— START OF Recorded data —

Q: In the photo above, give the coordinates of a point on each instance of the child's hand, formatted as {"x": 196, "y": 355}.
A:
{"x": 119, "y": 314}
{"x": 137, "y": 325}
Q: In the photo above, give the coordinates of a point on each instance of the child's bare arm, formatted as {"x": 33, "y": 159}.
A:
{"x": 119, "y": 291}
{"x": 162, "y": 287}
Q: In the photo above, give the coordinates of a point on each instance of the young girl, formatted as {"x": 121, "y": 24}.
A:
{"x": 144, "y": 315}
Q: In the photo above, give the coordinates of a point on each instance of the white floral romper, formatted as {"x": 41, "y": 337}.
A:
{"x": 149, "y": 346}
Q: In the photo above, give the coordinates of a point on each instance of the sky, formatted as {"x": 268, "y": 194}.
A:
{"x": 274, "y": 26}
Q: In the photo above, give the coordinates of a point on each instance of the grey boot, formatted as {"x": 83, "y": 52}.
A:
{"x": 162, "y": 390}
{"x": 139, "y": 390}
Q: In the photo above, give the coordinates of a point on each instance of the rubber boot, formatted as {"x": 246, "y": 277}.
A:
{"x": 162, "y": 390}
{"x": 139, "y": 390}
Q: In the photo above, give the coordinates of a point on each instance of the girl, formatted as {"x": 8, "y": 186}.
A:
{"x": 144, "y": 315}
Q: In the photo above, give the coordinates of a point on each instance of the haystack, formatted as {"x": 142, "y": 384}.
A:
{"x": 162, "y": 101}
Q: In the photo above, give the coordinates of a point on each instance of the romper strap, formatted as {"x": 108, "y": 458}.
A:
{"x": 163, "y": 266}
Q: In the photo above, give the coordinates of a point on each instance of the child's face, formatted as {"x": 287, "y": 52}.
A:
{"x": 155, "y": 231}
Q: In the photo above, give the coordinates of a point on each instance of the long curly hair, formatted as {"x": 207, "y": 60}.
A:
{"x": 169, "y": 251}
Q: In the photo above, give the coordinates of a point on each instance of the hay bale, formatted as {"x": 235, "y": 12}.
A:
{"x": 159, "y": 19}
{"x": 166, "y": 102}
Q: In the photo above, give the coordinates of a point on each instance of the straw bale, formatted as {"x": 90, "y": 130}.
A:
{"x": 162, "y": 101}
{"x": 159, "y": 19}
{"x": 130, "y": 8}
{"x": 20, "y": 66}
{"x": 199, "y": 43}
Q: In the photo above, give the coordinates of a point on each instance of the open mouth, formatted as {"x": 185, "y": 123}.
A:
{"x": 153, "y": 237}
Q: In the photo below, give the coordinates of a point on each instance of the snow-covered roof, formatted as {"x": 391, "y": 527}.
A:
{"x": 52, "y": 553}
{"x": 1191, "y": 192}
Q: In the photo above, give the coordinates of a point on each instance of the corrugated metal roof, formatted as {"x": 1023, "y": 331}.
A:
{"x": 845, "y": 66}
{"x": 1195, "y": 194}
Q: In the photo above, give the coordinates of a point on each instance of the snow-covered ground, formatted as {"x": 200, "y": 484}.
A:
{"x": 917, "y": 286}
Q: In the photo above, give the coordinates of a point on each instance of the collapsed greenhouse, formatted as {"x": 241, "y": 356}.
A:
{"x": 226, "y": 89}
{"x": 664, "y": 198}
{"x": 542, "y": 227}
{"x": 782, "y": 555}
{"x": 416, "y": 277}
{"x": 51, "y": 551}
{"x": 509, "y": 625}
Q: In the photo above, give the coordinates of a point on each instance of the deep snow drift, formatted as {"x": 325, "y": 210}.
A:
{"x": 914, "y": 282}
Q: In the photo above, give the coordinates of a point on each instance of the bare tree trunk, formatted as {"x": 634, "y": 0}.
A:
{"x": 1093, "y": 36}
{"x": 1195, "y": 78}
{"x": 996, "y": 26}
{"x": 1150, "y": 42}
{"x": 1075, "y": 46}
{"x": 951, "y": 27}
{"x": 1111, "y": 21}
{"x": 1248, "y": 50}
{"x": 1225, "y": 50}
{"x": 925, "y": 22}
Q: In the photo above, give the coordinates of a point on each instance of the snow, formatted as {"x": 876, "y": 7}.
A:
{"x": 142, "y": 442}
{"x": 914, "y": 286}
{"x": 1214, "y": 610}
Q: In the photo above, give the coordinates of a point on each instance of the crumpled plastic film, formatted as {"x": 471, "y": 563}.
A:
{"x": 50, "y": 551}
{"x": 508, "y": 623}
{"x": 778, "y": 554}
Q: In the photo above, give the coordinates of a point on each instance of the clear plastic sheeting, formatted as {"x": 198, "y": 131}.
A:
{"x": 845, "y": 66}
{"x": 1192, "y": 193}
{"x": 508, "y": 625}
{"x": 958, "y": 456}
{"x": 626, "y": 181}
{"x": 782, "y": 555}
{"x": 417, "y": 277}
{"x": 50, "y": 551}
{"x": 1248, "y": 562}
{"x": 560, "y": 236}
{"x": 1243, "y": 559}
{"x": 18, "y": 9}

— END OF Recorded data —

Exercise directions:
Reproduce every one of the items above verbatim, without any alteration.

Reply:
Q: In the photo above, give the coordinates of a point on each instance of the child's hand, formatted as {"x": 196, "y": 355}.
A:
{"x": 119, "y": 314}
{"x": 137, "y": 325}
Q: In the photo above, give the coordinates of a point on each instance of the child's bare arm, formatted as {"x": 33, "y": 159}.
A:
{"x": 119, "y": 291}
{"x": 162, "y": 287}
Q: In the photo above, give the coordinates of a point on each instance of the young girl, formatted as {"x": 121, "y": 24}.
A:
{"x": 144, "y": 315}
Q: In the photo above, give the coordinates of a point on each instance of the white floral romper, formatted as {"x": 41, "y": 337}.
A:
{"x": 149, "y": 346}
Q: In the photo above, give the coordinates of a point on each instance of the sky, formatted as {"x": 268, "y": 194}.
A:
{"x": 274, "y": 26}
Q: In the photo above, give the coordinates of a point on each instance of the grey boot, formatted as {"x": 83, "y": 52}.
A:
{"x": 162, "y": 390}
{"x": 139, "y": 390}
Q: In the photo above, give the coordinates of a point on each instance of the rubber boot, formatted as {"x": 246, "y": 277}.
A:
{"x": 162, "y": 390}
{"x": 139, "y": 390}
Q: In the photo above, give the coordinates of a point on each instance of the girl, formatted as {"x": 8, "y": 186}.
A:
{"x": 144, "y": 315}
Q: In the photo above, give the coordinates of a point on each instance of the haystack, formatted as {"x": 142, "y": 384}.
A:
{"x": 162, "y": 101}
Q: In the photo above, give the coordinates of a point on each instance of the romper strap, formatted as {"x": 108, "y": 458}.
A:
{"x": 163, "y": 266}
Q: In the photo above, give the coordinates of a point on each instance of the child's face, formatted as {"x": 287, "y": 52}.
A:
{"x": 155, "y": 231}
Q: In the photo above, give the coordinates of a point on each instance of the long curly hair, formatted as {"x": 207, "y": 60}.
A:
{"x": 169, "y": 251}
Q: In the photo above, give the coordinates of a point on each instance of the hay bale, formatted as {"x": 235, "y": 12}.
A:
{"x": 159, "y": 19}
{"x": 166, "y": 102}
Q: In the photo above, give the coordinates of a point on each instance of the straw bale, formatted as {"x": 90, "y": 130}.
A:
{"x": 162, "y": 101}
{"x": 159, "y": 19}
{"x": 130, "y": 8}
{"x": 20, "y": 66}
{"x": 199, "y": 43}
Q: In the photo above, give the coordinates of a point on each instance of the open mouth, formatted as {"x": 185, "y": 123}.
A:
{"x": 153, "y": 237}
Q: In the photo below, give the coordinates of a point on each instance of the snow-covered roof, formatted as {"x": 391, "y": 527}.
A:
{"x": 52, "y": 553}
{"x": 1191, "y": 192}
Q: In the photo above, give the coordinates of a point on each instance of the corrugated metal roof, formatted as {"x": 1023, "y": 331}.
A:
{"x": 845, "y": 66}
{"x": 1195, "y": 194}
Q: In the photo above, give the coordinates of a point on each instance of the snow-covered ground, formatted as {"x": 200, "y": 484}.
A:
{"x": 917, "y": 286}
Q: In the photo above, give the coordinates of a point on each instance of the collapsed greenhouse, formatted as {"x": 241, "y": 356}.
A:
{"x": 226, "y": 89}
{"x": 664, "y": 198}
{"x": 542, "y": 227}
{"x": 782, "y": 555}
{"x": 416, "y": 277}
{"x": 51, "y": 551}
{"x": 509, "y": 625}
Q: In the photo above, give the coordinates of a point on each instance of the deep snow drift, formatted as {"x": 325, "y": 210}.
A:
{"x": 914, "y": 282}
Q: In the photo above, give the coordinates of a point on each instance of the bare tree trunk, formatted as {"x": 634, "y": 0}.
A:
{"x": 1093, "y": 36}
{"x": 1195, "y": 78}
{"x": 996, "y": 26}
{"x": 1150, "y": 42}
{"x": 1075, "y": 46}
{"x": 951, "y": 27}
{"x": 1111, "y": 21}
{"x": 1248, "y": 50}
{"x": 1225, "y": 50}
{"x": 925, "y": 22}
Q: In the photo above, give the coordinates of a point on each instance of the snow, formatted as {"x": 876, "y": 7}.
A:
{"x": 142, "y": 442}
{"x": 914, "y": 286}
{"x": 1214, "y": 610}
Q: In the photo above, give the coordinates of a point on each instance of the crumpled plastic film, formatted as {"x": 471, "y": 563}.
A:
{"x": 50, "y": 551}
{"x": 508, "y": 623}
{"x": 778, "y": 554}
Q: In the photo above, give the coordinates of a point on each instance of the clear plastic sheeting, formatted as {"x": 198, "y": 131}.
A:
{"x": 845, "y": 66}
{"x": 1192, "y": 193}
{"x": 508, "y": 625}
{"x": 958, "y": 456}
{"x": 626, "y": 181}
{"x": 782, "y": 555}
{"x": 417, "y": 277}
{"x": 50, "y": 551}
{"x": 1248, "y": 562}
{"x": 560, "y": 236}
{"x": 1243, "y": 559}
{"x": 18, "y": 9}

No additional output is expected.